Haber:

----------------

GERÇEKİZMİR - İYİ Parti İzmir 2. Bölge 3. Sıra Milletvekili Adayı Prof. Dr. Şengül Hablemitoğlu, Gerçekizmir’de gazeteci Sercan Avcı’nın konuğu oldu.
ALANIM NEDENİYLE SİYASETİN HİÇ DIŞINDA OLMADIM
Akademisyen ve eğitmen olarak alanının sosyal hizmetler olduğunu ifade eden Hablemitoğlu bu nedenle siyasetten uzak bir yaşamı olmadığını ifade etti ve “Alanım siyasetin dışında bir alan değil. Siyasetin sevdiği bir alan. Özellikle iktidarın son derece iyi kullandığı kendisini alanın içi iyi konumlayıp yararlandırdığı bir alan sosyal hizmet. İktidarın en güçlü yanını oluşturuyor sosyal hizmet. Bu alanın politika üreten, üretilen politikanın nasıl gerçekleşeceğini uygulayan, bunu gençlere anlatan biri olarak, sahaya meslek insanları yetiştiren biri olarak siyasetin içinde oluyorsunuz aslında. Siyasetin hiç dışında olmadım” dedi.
NEDEN İYİ PARTİ: KADIN BİR LİDERİ VAR!

----------------

Amaç:
Habere göre Şengül Hablemitoğlu akademisyen ve eğitmen olarak hangi alanda çalıştığını söylüyor?

(Adlandırılmış nesne işaretleme öğeleri)
----------------

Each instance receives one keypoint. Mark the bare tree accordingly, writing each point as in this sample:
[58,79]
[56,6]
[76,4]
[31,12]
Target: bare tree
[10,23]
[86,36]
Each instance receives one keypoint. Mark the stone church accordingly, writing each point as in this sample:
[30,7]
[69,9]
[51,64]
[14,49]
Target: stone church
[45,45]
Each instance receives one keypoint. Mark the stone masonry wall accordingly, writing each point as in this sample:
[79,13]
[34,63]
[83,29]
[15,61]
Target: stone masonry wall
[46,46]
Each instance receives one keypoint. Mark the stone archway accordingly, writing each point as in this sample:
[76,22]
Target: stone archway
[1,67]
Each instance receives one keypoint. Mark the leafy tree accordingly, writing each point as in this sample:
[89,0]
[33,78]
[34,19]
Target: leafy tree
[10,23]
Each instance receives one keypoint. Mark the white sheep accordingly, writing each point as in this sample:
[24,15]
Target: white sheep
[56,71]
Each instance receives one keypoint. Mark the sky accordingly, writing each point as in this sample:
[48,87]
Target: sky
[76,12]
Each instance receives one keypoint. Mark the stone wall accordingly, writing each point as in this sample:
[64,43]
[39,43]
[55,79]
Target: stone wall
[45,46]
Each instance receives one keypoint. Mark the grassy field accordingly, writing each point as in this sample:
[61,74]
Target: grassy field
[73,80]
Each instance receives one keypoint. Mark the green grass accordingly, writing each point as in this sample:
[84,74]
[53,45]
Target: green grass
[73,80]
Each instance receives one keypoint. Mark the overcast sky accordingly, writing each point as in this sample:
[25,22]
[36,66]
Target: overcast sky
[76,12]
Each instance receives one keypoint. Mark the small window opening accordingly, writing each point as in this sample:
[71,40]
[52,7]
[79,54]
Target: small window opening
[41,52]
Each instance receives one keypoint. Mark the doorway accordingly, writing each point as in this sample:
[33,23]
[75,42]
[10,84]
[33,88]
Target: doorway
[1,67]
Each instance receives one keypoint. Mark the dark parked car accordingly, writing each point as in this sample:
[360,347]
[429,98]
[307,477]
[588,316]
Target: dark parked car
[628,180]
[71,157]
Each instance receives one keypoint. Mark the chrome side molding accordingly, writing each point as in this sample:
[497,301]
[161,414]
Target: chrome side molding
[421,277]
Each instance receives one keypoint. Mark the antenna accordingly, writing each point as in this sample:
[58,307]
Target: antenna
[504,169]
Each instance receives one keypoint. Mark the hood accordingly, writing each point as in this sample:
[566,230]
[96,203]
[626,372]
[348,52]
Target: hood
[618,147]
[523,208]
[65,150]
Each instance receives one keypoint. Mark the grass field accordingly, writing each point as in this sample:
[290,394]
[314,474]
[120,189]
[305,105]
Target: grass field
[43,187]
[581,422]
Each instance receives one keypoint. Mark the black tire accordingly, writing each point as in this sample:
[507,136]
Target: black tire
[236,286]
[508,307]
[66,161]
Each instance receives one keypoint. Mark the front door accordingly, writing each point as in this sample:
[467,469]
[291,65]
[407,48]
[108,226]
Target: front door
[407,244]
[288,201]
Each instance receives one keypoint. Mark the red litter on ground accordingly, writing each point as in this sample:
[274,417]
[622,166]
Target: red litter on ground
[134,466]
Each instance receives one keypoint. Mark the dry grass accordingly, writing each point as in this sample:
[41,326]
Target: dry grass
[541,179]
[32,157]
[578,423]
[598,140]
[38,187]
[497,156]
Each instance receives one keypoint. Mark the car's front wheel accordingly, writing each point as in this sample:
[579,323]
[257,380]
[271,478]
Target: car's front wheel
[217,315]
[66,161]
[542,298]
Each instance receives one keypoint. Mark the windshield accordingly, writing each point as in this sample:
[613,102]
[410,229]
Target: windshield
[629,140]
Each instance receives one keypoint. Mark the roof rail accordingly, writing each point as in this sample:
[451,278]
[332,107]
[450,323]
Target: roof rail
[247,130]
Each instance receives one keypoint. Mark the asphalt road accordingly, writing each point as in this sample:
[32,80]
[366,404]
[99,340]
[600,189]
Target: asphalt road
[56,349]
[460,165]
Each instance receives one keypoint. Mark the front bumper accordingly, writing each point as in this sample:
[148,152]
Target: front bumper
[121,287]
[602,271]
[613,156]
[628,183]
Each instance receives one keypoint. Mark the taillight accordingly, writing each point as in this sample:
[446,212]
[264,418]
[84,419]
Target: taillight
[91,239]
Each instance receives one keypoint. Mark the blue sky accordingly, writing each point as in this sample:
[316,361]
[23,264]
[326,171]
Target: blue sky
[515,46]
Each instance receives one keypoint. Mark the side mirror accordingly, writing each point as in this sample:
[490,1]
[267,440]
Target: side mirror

----------------

Görevin Çözümü:
Sosyal hizmetler.